▶ Selected passage
○ ○ ○ ○ ○

Category Archives: Television

Dragon Prince

The Dragon Prince

The Dragon Prince is a fantasy computer-animated television series created for Netflix by Aaron Ehasz and Justin Richmond and produced by Wonderstorm.

The first season premiered on September 14, 2018. A second season was released on February 15, 2019. A third season has been confirmed.

The series is set in a fantasy world on the continent of Xadia, which is rich with magic derived from six primal elements: The Sun, the Moon, the Stars, the Earth, the Sky and the Ocean. However, the humans discovered the use of dark magic.

They were driven off by the dragons and elves of Xadia to the other end of the continent, where they founded the five human kingdoms. The Breach, the border between the two halves of the continent, was guarded by Thunder, the king of dragons.

After the humans killed the dragon king and his egg, war is now imminent. The elves attempt to assassinate the human king Harrow and his heir, the young prince Ezran, in retaliation for the egg’s destruction.


Excellent high/epic fantasy story. The hand-drawn backgrounds and call animation are reminiscent of the later Sierra Online King’s Quest series.

The show doesn’t have trouble taking on themes from power struggles to sibling rivalries.

And after two series, the story isn’t finished. Waiting for the third.

Orville 2

Orville Series 2

Episode 13 “Ja’loja”
The USS Orville travels to Moclus for Bortus’s Ja’loja, the annual urination ceremony that is attended by Moclan family and close friends. First Officer Kelly Grayson begins dating ship teacher Cassius, straining her relationship with Captain Ed Mercer.

Bit of a slow start to the series.

Episode 14 “Primal Urges”
The Orville spends time observing the planet Nyxia that is being consumed by its expanding red star. Bortus has been leaving work early and avoiding his mate, Klyden, to secretly spend time in pornographic simulator programs. Fed up, Klyden seeks to divorce Bortus via the Moclan custom of killing a spouse.

Episode 15 “Home”

○ ○ ○ ○ ○

▶ Dataset records

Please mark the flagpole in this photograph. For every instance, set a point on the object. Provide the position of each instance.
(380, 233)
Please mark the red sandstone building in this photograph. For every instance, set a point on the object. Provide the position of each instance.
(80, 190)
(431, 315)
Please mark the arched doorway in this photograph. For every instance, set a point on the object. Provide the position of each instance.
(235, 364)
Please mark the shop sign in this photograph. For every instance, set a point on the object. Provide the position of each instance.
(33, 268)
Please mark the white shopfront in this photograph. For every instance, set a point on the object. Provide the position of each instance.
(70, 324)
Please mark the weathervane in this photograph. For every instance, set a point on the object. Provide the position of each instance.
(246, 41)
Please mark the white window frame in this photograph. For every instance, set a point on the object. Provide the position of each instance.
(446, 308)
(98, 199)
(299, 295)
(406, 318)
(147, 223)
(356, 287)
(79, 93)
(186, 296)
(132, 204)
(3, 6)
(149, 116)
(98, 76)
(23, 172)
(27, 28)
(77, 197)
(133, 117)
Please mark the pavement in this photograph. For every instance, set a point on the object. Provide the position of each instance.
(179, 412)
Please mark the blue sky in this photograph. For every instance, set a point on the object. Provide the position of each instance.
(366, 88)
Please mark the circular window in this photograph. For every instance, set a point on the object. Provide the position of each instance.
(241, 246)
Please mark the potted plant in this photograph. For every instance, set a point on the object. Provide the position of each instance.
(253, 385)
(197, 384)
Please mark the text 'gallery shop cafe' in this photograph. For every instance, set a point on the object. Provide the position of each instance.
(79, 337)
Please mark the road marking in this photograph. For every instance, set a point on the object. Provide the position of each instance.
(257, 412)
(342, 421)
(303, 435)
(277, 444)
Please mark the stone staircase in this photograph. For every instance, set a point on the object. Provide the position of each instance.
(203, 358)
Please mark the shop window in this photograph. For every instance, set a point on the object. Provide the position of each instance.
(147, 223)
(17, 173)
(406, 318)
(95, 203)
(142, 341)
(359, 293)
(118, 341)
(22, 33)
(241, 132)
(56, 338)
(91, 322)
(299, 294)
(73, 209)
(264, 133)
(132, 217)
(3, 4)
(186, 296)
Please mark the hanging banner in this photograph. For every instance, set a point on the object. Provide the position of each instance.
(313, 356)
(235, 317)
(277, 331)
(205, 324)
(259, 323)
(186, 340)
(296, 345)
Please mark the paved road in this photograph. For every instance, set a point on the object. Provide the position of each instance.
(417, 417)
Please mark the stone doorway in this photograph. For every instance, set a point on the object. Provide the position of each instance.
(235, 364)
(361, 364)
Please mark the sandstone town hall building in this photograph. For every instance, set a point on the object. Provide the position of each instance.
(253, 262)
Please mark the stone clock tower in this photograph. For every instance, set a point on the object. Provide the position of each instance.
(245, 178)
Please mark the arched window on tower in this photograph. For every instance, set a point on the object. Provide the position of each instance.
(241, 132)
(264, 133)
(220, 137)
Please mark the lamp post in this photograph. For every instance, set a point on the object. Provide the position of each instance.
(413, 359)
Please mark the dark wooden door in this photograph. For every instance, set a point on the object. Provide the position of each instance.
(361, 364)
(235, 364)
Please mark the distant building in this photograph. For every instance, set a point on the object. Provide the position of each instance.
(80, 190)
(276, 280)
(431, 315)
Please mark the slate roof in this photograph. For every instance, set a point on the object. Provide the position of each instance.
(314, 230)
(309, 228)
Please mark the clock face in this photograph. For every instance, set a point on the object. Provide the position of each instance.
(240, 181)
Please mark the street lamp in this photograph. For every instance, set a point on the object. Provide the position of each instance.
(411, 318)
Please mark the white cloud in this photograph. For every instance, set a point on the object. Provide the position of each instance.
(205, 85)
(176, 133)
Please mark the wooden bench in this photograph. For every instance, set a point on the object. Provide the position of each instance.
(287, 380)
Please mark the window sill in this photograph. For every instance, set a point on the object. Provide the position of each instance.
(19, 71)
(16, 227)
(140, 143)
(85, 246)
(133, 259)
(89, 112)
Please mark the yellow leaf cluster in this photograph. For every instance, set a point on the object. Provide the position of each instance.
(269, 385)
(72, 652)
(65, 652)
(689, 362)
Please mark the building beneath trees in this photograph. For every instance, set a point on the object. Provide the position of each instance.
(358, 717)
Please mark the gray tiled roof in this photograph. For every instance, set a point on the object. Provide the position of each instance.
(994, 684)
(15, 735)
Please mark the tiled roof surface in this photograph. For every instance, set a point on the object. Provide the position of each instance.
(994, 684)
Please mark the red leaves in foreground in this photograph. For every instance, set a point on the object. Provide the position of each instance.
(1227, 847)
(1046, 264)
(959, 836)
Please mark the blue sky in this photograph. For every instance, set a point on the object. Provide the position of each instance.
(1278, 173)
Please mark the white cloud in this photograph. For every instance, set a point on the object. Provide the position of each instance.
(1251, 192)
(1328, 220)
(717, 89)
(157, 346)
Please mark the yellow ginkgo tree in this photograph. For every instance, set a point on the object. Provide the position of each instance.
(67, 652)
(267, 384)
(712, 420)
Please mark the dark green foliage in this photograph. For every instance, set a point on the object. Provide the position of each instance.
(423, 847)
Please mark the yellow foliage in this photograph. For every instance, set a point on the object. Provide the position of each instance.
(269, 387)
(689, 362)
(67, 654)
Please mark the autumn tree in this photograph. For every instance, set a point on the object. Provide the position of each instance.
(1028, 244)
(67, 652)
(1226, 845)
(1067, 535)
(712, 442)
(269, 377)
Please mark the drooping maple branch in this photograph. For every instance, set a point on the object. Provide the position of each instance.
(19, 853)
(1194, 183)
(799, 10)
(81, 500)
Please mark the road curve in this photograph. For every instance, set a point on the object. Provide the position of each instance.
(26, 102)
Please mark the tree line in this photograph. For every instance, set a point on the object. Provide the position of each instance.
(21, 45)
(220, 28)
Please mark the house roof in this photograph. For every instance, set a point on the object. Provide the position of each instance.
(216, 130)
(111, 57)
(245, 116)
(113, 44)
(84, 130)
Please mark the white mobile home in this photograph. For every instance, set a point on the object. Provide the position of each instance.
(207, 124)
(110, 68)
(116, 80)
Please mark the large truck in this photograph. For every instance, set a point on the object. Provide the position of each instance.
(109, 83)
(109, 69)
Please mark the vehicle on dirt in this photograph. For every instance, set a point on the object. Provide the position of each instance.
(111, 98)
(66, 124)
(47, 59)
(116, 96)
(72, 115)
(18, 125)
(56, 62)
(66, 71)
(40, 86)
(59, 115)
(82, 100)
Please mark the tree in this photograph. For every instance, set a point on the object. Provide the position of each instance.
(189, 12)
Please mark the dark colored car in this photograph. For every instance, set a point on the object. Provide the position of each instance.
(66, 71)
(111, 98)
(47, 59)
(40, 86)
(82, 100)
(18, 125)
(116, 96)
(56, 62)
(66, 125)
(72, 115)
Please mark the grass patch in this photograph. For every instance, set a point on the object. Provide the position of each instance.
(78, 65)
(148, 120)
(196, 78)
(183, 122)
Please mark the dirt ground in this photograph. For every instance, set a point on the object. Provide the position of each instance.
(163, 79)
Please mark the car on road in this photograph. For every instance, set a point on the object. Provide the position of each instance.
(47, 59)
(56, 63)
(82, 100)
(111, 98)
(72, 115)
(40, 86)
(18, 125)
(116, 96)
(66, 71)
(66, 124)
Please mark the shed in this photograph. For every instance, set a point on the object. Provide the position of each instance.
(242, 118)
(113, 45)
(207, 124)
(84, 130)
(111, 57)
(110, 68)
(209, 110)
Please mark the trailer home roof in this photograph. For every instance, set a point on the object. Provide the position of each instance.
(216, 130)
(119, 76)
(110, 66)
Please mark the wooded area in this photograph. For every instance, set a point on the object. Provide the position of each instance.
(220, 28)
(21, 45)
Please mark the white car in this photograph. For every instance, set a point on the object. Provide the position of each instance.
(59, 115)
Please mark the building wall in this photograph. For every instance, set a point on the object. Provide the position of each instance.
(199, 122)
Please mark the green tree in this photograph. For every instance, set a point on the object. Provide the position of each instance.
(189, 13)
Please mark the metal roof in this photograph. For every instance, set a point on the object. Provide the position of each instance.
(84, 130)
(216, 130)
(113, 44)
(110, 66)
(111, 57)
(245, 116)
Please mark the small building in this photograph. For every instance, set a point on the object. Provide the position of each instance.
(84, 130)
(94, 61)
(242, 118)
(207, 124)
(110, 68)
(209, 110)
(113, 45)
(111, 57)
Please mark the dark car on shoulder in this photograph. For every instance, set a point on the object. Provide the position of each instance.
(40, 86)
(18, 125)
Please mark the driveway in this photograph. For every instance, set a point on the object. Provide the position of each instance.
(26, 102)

○ ○ ○ ○ ○

▶ Activity list
(a) Translate this sentence from the television reviews into Spanish: "The first season premiered on September 14, 2018."
(b) Do these statements agree with the television reviews? Answer yes or no for each, quoting the deciding words. (i) The Dragon Prince is produced by Wonderstorm. (ii) The Breach was guarded by the king of the elves. (iii) The second season of The Dragon Prince was released in 2018.
The entries have no connection to the text.

▶ Responses to the tasks
(a) La primera temporada se estrenó el 14 de septiembre de 2018.

(b)
(i) Yes: "produced by Wonderstorm"
(ii) No: "was guarded by Thunder, the king of dragons"
(iii) No: "A second season was released on February 15, 2019."